**Extract to read**
★ ★ ★

The GFZ Helmholtz Centre for Geosciences and the International Heat Flow Commission (IHFC) officially launched heatflow.world, a new global portal for terrestrial heat flow data. It provides access to the most comprehensive scientifically validated global heat flow dataset to date, comprising over 100,000 data points and a wide range of metadata.

Data on heat flow from the Earth's interior provide fundamental insights into the geodynamic and tectonic evolution of the Earth's crust and form the basis for the assessment of renewable geothermal resources.

The opening event for the new portal, attended by over 110 guests and streamed internationally, took place on 8 July at GFZ’s Telegrafenberg campus and marked a significant milestone in the development of open and quality-assured Earth science data and community infrastructure.

Prof. Susanne Buiter, Scientific Executive Director of GFZ, officially launched the portal:  

“Global data infrastructures like heatflow.world are at the heart of modern Earth science.They allow ground-truthing, feed models, and enable new discoveries. For this, broad community participation and long-term data reusability is essential. GFZ is proud to host and support this platform in service of the international geoscience community.”

Background: Importance of high-quality and harmonised heat flow data

Heat flow is one of the few physical observables that provides direct insight into the deep thermal structure of the Earth. It is a key parameter in disciplines such as geodynamics, geothermal energy research, tectonics, and paleoclimate studies.

★ ★ ★

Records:
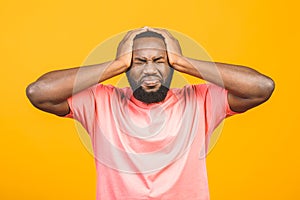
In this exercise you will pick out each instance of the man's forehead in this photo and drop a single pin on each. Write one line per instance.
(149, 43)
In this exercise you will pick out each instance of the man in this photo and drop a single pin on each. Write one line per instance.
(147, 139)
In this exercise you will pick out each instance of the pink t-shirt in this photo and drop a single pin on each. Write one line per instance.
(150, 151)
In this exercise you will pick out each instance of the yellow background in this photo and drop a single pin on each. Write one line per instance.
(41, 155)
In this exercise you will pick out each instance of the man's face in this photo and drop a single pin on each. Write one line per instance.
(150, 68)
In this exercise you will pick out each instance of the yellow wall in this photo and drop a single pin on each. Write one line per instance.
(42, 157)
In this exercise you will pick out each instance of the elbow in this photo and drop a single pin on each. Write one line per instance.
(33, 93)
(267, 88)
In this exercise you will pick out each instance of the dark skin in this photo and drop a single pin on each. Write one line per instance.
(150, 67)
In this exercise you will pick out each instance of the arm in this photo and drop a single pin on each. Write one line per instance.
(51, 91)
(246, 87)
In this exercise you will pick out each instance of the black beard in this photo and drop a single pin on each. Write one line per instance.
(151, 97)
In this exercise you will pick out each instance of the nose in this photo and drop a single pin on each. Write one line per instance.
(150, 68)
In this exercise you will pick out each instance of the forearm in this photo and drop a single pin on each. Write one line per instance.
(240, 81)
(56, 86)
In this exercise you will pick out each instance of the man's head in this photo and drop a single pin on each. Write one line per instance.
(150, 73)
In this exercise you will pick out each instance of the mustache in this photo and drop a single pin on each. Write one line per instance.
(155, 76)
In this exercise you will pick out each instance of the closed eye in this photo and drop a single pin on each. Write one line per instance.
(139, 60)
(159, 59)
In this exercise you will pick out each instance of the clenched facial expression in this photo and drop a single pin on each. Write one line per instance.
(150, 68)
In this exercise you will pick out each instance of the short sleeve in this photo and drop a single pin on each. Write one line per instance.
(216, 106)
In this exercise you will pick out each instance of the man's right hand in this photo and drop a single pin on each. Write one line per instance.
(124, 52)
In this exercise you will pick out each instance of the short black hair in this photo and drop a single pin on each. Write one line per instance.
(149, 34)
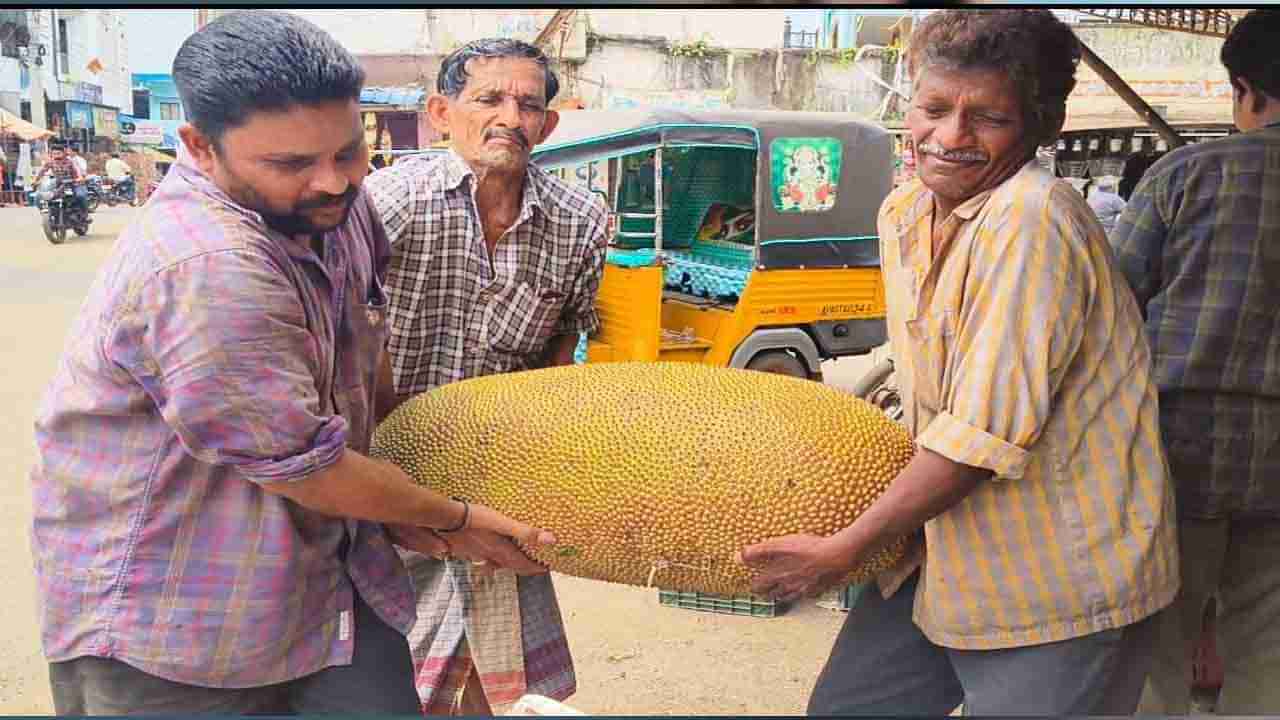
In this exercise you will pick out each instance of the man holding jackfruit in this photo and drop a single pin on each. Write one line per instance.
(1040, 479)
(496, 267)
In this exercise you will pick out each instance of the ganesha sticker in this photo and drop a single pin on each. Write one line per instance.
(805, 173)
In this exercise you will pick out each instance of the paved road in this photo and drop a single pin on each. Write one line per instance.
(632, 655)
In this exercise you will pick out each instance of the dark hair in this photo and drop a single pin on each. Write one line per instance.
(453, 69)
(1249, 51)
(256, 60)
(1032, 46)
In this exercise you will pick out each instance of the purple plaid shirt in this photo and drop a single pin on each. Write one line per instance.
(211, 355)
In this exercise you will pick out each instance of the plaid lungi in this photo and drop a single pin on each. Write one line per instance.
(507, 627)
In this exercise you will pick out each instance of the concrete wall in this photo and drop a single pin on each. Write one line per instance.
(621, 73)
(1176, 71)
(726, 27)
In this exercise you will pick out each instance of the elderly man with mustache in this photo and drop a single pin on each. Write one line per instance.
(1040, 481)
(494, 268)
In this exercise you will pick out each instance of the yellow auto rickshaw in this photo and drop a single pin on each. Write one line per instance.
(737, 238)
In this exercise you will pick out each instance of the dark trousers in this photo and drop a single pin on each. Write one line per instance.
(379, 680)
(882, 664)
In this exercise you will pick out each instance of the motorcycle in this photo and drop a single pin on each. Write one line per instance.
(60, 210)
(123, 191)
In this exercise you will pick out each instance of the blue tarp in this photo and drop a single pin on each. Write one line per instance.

★ ★ ★

**Exercise set**
a. Reproduce the passage from the heat flow portal announcement starting at "Prof. Susanne Buiter, Scientific" and ending at "and paleoclimate studies.".
b. According to the heat flow portal announcement, how many guests attended the opening event?

**Final results**
a.
Prof. Susanne Buiter, Scientific Executive Director of GFZ, officially launched the portal:  

“Global data infrastructures like heatflow.world are at the heart of modern Earth science.They allow ground-truthing, feed models, and enable new discoveries. For this, broad community participation and long-term data reusability is essential. GFZ is proud to host and support this platform in service of the international geoscience community.”

Background: Importance of high-quality and harmonised heat flow data

Heat flow is one of the few physical observables that provides direct insight into the deep thermal structure of the Earth. It is a key parameter in disciplines such as geodynamics, geothermal energy research, tectonics, and paleoclimate studies.

b. Over 110 guests.